(Excerpted passage begins)

Porch Power helped the Twins, who have moved their left-field and left-center fences in 16 feet. This was done at the behest of Vice-President Billy Robertson in an attempt to aid Minnesota's right-handed batters and to lure fans with a pepped-up offense. Trailing Detroit 5-4 in the 11th, Larry Hisle drilled a ball that a year ago would have been an out, but this time it was a game-winning homer into Robertson's Porch. Two other wins came against Milwaukee: 6-0 behind Jim Hughes, a rookie, and 2-1 on RBI singles in the ninth by Eric Soderholm and Tom Kelly.

(Excerpted passage ends)

## Work instructions
A: In the Twins passage, please rewrite the part that opens with the words containing "Porch Power helped" and closes with "and Tom Kelly.", swapping "Milwaukee" for "Kansas City".
B: According to the Twins passage, how far did the team move in its left-field and left-center fences?
The records come from a separate source.

(Information provided begins)

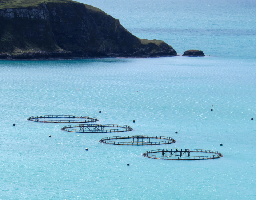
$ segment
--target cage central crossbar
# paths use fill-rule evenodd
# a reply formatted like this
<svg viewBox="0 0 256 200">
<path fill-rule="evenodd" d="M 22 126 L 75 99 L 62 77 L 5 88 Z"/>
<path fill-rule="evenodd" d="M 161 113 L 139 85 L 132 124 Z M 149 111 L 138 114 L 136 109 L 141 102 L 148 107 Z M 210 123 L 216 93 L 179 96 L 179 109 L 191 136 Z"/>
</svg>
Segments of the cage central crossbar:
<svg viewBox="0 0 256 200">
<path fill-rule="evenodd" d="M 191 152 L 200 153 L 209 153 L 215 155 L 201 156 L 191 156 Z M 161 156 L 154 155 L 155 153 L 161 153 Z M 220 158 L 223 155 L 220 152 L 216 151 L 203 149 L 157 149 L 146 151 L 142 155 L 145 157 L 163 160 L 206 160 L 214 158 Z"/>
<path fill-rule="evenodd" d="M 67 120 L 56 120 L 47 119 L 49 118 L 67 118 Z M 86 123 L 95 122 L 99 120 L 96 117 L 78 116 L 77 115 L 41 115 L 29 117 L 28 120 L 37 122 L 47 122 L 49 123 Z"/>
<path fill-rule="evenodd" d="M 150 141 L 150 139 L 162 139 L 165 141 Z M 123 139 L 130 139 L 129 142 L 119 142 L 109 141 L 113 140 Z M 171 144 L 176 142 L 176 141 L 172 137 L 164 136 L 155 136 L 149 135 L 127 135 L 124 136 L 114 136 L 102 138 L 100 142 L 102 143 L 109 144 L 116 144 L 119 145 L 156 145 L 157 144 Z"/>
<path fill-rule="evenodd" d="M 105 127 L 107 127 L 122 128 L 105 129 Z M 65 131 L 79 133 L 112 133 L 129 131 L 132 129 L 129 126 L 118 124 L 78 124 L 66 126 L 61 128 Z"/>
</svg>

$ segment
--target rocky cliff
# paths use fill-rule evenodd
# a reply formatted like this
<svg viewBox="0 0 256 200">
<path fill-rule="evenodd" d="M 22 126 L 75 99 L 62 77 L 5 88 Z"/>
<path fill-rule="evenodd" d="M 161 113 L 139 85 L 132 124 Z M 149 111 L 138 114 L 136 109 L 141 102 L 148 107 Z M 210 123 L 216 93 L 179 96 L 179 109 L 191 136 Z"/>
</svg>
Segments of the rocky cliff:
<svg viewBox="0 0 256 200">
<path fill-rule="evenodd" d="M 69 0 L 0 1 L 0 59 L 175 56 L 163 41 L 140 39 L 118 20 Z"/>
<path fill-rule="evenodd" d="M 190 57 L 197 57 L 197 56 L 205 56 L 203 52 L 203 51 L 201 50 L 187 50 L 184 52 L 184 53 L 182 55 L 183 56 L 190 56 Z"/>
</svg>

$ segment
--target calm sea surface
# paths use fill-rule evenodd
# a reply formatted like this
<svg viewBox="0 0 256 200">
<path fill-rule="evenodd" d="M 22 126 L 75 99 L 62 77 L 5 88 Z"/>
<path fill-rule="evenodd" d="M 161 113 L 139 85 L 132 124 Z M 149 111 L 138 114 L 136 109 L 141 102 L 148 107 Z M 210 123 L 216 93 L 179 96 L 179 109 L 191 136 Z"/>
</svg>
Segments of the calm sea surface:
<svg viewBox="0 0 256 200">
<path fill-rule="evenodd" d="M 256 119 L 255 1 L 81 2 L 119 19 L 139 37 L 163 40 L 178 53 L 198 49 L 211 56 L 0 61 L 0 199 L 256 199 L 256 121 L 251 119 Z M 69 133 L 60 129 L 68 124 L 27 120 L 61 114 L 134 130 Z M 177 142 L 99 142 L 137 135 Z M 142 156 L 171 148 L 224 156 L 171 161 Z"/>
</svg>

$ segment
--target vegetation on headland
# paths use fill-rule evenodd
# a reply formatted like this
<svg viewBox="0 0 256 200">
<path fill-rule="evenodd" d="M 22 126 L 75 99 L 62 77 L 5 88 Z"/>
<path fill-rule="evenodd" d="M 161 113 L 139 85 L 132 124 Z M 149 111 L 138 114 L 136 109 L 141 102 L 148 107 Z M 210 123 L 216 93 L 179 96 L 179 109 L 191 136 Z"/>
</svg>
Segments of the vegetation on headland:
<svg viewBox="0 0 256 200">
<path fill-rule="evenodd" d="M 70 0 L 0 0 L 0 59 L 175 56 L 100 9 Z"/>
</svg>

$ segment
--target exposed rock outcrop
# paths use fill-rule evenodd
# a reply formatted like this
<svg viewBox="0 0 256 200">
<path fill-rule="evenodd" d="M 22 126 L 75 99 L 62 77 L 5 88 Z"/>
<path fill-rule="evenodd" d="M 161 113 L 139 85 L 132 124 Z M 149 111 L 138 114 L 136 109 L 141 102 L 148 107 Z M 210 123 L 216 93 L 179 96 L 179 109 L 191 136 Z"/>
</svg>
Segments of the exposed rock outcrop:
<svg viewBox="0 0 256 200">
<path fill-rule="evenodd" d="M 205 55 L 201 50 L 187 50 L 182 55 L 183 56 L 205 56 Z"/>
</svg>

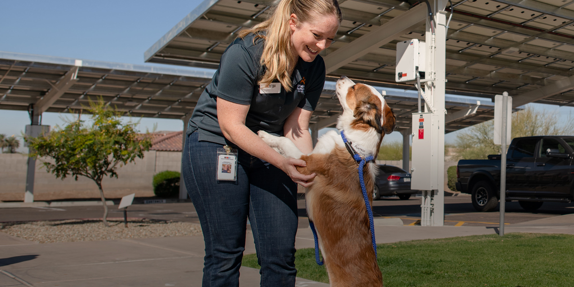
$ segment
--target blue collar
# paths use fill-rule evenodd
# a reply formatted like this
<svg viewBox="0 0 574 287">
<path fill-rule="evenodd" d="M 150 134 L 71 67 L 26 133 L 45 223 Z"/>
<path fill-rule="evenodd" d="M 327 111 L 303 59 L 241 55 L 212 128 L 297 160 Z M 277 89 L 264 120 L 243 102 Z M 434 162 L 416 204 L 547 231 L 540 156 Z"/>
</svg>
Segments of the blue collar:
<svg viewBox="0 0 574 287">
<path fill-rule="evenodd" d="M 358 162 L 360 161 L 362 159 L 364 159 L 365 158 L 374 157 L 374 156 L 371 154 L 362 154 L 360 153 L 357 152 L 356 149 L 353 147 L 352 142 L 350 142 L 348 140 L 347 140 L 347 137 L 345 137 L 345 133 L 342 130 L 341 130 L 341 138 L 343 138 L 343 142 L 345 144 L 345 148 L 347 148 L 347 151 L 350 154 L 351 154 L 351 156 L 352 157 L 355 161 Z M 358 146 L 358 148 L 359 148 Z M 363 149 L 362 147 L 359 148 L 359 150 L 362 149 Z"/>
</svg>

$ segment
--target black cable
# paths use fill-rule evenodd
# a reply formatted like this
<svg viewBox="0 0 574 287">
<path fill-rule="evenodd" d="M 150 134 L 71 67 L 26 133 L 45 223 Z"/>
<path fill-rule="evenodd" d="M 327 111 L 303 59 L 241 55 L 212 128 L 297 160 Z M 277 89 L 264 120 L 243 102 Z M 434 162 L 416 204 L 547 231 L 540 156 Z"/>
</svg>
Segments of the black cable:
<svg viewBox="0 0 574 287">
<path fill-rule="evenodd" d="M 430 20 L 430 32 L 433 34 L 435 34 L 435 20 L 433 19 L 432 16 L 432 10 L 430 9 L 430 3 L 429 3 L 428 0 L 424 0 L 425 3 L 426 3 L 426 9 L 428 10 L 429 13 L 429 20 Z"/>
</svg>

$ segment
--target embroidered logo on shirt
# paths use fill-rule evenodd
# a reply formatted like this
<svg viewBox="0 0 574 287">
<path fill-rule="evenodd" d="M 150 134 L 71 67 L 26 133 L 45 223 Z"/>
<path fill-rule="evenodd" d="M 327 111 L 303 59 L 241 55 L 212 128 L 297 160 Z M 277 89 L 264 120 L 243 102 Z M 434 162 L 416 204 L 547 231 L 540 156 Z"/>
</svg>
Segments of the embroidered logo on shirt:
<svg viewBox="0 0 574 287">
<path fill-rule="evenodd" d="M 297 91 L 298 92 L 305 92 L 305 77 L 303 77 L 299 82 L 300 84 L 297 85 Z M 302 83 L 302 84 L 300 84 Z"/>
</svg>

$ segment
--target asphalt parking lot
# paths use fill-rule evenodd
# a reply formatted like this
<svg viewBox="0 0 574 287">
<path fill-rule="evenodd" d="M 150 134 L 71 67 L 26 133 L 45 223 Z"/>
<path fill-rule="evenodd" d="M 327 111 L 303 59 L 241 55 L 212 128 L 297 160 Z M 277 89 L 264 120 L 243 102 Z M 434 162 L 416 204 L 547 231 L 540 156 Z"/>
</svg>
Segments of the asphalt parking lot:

(Information provided ends)

## Task-by-task answers
A:
Porch Power helped the Twins, who have moved their left-field and left-center fences in 16 feet. This was done at the behest of Vice-President Billy Robertson in an attempt to aid Minnesota's right-handed batters and to lure fans with a pepped-up offense. Trailing Detroit 5-4 in the 11th, Larry Hisle drilled a ball that a year ago would have been an out, but this time it was a game-winning homer into Robertson's Porch. Two other wins came against Kansas City: 6-0 behind Jim Hughes, a rookie, and 2-1 on RBI singles in the ninth by Eric Soderholm and Tom Kelly.

B: 16 feet